╭─ KUTIPAN YANG DIBERIKAN

Kampung-kampung sekitar kota Bandung yang biasa menggunakan minyak tanah sebagai penerang akhirnya menggunakan kayu bakar.  Warga sampai rela membayar Rp2 per botol minyak tanah.   Dampak  juga terasa pada angkutan umum.  Ongkos taksi  meningkat.  Ongkos oplet  Bandung-Garut  yang atdinya Rp10 meningkat menjadi Rp25.  Tak sedikit bus-bus  yang terparkir  berjam-jam,lumpuh dan terbengkalai.  Trayek jauh Bandung-Cirebon dan Bandung-Jakarta kerap kehabisan bensin di jalan.  Orperni,  Perbabin Jawa Barat mendesak pemerintah menolak usulan BPM dan Stanvac.  Tetapi mereka tak berdaya menghadapi pasar.    

Tanpa kenaikan harga bensin saja sektor perhubungan di Jawa Barat  dalam keadaan bahaya  sejak awal September 1958.   Perusahaan pengangkutan yang hanya punya 3 atau 4 truk tidak bisa mengimbangi biaya.  Perhitungan trayek  Bandung-Jakarta lewat  Sukabumi  dengan kuota 3500 kg per bulan (8 rit)  menghabiskan bensin 150 liter dengan harga Rp180, oli menghabiskan biaya  Rp54,  ban sekitar Rp270, uang makan  dan menginap supir Rp130 dengan biaya keseluruhan Rp 1190,90.  Sementara uang masuk  Rp1000.    

Seperti halnya  beras dan minyak tanah dengan cepat jadi obyek untuk mecari untung. Banyak supir  yang menghentikan usaha  mengangkut penumpang  menjadi tukang antri bensin. Bensin dijual dengan harga tinggi.  Bensin antri dua jerigen dan dijual Rp50 per jerigen hingga untung   Rp50.  Jadi mereka tak perlu repot mencari penumpang.   Pihak kepolisian mencegah kesempatan itu dengan mengharuskan mempunyai surat keterangan membeli bensin dari kepolisian.

╰─
╭─ DATA YANG DIBERIKAN

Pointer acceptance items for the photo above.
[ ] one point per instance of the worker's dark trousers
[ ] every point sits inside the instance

╰─

• [TUGAS YANG DIKERJAKAN]
1. Jawablah pertanyaan berikut berdasarkan kutipan tentang krisis bahan bakar di Jawa Barat:
(a) Berapa ongkos oplet Bandung-Garut setelah naik?
(b) Berapa liter bensin yang dihabiskan menurut perhitungan trayek Bandung-Jakarta lewat Sukabumi?
(c) Surat apa yang diharuskan oleh pihak kepolisian?
2. Tuliskan kembali secara persis bagian kutipan tentang krisis bahan bakar di Jawa Barat yang dimulai dengan "Kampung-kampung sekitar kota" dan berlanjut hingga "berdaya menghadapi pasar.".

• [HASIL TUGAS]
1.
(a) Rp25.
(b) 150 liter.
(c) Surat keterangan membeli bensin dari kepolisian.

2.
Kampung-kampung sekitar kota Bandung yang biasa menggunakan minyak tanah sebagai penerang akhirnya menggunakan kayu bakar.  Warga sampai rela membayar Rp2 per botol minyak tanah.   Dampak  juga terasa pada angkutan umum.  Ongkos taksi  meningkat.  Ongkos oplet  Bandung-Garut  yang atdinya Rp10 meningkat menjadi Rp25.  Tak sedikit bus-bus  yang terparkir  berjam-jam,lumpuh dan terbengkalai.  Trayek jauh Bandung-Cirebon dan Bandung-Jakarta kerap kehabisan bensin di jalan.  Orperni,  Perbabin Jawa Barat mendesak pemerintah menolak usulan BPM dan Stanvac.  Tetapi mereka tak berdaya menghadapi pasar.